> Work request
Copy out every line of the data where the word "framed" is found.

-=-=-

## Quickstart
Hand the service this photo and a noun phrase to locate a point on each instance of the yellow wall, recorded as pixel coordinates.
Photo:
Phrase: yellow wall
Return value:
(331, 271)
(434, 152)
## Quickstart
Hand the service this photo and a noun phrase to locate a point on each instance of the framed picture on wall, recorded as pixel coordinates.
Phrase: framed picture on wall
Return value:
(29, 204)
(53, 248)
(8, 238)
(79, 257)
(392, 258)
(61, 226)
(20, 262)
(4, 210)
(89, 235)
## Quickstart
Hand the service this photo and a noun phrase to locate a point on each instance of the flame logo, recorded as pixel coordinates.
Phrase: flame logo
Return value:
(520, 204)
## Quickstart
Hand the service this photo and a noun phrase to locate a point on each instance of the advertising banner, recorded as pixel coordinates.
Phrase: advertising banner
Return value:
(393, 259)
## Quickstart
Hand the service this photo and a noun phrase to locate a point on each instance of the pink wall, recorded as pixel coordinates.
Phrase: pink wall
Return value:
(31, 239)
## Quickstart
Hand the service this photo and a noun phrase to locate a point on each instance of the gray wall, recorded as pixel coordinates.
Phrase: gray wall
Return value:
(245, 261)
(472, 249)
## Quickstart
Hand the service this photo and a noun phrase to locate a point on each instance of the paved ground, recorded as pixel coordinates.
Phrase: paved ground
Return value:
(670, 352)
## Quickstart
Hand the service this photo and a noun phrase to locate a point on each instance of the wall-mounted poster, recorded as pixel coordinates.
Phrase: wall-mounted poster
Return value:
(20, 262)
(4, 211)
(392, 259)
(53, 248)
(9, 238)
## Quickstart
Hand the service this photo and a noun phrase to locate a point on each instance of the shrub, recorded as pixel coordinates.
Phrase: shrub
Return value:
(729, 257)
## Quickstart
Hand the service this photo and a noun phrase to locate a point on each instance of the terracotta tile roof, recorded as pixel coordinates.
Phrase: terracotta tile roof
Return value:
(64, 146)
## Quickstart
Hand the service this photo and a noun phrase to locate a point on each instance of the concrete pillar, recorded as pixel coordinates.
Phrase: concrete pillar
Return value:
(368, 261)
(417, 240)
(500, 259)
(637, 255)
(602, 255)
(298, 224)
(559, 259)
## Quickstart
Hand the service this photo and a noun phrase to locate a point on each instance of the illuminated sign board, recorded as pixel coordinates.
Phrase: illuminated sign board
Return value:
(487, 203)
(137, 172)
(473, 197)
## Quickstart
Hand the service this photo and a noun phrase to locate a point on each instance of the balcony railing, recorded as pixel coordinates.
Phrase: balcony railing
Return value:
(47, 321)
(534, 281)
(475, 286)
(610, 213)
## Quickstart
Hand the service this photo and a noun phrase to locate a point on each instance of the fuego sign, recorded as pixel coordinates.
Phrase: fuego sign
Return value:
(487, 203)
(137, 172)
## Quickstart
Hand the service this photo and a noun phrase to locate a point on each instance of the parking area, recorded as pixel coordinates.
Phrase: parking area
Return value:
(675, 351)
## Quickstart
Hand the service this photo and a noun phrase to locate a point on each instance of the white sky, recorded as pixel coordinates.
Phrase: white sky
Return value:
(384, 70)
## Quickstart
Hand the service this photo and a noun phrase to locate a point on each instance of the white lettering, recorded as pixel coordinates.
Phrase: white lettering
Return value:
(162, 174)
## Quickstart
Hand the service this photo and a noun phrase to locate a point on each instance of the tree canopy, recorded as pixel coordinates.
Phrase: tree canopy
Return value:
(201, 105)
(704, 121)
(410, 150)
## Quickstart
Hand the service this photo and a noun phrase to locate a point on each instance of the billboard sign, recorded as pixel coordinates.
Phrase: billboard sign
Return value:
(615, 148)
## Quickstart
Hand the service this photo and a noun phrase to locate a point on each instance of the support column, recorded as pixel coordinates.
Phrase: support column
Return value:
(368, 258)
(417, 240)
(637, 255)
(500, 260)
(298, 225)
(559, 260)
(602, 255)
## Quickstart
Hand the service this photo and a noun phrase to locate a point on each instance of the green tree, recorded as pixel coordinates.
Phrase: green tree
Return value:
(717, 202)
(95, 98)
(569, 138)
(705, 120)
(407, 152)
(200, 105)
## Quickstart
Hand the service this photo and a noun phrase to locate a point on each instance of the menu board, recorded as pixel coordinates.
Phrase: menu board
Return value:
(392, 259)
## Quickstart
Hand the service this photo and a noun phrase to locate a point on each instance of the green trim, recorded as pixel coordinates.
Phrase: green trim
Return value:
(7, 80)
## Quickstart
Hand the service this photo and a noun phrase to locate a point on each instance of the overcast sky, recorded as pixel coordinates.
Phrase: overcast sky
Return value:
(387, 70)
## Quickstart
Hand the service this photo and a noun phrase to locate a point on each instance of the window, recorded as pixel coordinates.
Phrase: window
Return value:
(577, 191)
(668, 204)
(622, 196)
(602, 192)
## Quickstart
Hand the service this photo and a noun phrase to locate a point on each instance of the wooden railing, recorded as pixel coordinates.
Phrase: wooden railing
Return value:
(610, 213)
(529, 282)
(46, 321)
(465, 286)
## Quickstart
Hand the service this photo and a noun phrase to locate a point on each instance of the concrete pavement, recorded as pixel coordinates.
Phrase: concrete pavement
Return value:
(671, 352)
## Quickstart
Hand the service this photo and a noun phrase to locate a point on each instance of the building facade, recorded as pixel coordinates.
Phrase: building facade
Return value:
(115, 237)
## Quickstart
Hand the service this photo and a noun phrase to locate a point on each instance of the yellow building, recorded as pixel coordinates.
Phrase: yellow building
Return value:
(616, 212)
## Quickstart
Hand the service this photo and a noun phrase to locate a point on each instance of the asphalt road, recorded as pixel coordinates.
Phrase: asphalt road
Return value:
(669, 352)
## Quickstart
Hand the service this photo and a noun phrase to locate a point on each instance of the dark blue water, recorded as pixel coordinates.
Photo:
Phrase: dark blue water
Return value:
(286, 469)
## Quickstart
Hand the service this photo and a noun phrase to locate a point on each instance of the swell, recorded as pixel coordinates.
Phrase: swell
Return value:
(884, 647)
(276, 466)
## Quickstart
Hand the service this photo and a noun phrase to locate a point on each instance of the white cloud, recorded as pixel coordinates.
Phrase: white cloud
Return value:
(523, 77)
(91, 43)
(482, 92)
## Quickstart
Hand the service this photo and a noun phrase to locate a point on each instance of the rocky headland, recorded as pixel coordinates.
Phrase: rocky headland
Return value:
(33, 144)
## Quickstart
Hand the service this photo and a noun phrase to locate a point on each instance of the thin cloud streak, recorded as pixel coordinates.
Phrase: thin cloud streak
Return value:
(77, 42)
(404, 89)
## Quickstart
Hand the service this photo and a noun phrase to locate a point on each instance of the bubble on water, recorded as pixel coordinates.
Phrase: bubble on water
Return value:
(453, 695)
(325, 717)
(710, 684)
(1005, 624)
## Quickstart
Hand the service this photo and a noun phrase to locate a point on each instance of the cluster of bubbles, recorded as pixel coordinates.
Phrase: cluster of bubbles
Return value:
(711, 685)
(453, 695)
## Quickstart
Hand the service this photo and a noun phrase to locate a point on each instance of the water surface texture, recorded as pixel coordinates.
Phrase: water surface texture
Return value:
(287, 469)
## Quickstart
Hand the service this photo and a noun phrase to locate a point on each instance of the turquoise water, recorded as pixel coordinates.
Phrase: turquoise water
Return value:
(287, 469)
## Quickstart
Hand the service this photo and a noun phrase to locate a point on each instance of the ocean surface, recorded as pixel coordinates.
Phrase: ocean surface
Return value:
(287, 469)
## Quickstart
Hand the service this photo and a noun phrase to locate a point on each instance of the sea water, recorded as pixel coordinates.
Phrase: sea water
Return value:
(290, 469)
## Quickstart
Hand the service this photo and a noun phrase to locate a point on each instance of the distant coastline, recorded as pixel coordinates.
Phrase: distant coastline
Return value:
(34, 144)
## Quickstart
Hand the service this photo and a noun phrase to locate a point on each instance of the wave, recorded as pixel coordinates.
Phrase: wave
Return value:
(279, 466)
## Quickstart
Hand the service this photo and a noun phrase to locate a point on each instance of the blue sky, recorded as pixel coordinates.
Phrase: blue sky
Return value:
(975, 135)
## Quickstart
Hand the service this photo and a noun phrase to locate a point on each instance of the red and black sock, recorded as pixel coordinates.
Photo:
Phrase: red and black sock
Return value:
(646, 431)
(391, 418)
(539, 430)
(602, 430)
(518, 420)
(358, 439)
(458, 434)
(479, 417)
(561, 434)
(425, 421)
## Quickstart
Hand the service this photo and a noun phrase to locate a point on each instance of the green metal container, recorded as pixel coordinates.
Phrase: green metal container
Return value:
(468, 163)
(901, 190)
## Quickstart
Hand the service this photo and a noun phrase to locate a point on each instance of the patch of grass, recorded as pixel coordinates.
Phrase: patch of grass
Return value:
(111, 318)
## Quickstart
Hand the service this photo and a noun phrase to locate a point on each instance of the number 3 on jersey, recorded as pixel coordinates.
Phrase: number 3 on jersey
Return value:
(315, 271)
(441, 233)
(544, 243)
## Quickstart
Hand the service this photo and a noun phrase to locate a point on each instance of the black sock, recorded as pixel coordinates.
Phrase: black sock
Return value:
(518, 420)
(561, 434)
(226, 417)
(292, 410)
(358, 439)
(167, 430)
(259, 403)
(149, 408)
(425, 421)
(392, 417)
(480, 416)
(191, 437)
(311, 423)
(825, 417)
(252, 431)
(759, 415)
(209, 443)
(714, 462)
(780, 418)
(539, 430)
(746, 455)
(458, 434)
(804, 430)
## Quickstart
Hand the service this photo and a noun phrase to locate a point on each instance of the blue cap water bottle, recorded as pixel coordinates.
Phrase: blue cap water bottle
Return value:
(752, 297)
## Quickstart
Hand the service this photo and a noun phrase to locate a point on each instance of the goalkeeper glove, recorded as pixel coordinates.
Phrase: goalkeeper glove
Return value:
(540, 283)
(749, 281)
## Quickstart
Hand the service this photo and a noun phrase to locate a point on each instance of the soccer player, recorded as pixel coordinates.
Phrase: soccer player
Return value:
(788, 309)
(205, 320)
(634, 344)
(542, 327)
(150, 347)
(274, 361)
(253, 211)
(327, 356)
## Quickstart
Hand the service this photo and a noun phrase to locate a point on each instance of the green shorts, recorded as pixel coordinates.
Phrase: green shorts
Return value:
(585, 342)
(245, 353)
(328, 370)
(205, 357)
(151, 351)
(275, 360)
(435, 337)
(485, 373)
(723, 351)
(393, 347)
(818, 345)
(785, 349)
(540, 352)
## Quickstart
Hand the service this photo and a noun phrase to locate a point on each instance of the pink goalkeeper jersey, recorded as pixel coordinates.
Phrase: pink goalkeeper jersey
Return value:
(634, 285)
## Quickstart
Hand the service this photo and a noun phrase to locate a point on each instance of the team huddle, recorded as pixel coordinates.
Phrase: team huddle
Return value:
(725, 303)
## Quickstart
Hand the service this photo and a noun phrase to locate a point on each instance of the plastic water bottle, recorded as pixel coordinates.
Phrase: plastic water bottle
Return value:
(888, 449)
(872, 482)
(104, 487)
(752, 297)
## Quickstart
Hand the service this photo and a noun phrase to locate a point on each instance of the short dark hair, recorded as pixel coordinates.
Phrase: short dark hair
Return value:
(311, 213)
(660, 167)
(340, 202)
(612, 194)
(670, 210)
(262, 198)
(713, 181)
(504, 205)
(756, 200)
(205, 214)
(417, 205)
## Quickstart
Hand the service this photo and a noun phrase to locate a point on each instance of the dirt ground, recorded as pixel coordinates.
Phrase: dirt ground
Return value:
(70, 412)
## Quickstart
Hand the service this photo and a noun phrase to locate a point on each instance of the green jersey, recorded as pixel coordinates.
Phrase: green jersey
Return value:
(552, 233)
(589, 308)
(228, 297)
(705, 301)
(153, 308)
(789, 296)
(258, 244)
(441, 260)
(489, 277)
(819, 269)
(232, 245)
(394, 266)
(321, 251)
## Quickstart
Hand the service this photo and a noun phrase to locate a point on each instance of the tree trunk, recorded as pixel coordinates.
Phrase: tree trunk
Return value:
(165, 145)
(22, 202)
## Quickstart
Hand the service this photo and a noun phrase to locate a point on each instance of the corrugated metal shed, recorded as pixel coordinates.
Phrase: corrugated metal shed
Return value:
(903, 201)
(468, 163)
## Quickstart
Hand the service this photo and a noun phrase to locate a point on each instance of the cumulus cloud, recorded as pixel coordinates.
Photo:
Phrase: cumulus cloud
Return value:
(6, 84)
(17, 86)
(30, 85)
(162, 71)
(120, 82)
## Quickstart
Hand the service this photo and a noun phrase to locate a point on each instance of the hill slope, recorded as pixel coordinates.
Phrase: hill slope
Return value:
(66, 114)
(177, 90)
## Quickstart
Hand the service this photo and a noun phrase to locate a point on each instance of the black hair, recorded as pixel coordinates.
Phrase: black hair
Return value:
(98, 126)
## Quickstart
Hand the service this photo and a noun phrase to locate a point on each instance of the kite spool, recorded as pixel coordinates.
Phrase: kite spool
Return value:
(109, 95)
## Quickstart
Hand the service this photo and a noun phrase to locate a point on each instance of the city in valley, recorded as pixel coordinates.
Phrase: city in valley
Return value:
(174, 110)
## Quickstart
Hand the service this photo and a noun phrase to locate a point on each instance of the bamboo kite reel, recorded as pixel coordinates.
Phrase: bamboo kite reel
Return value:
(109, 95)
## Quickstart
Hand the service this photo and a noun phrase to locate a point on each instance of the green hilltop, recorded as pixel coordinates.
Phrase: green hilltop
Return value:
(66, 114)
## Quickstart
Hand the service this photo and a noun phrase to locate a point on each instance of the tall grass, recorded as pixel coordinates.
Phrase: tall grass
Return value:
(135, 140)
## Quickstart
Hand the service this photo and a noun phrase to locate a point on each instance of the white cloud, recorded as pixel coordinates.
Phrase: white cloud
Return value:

-=-=-

> Output
Hand the service this photo and a noun phrase to locate a point on each instance of the framed picture on wall, recorded as pixel coordinates.
Phrase: framed picture on wall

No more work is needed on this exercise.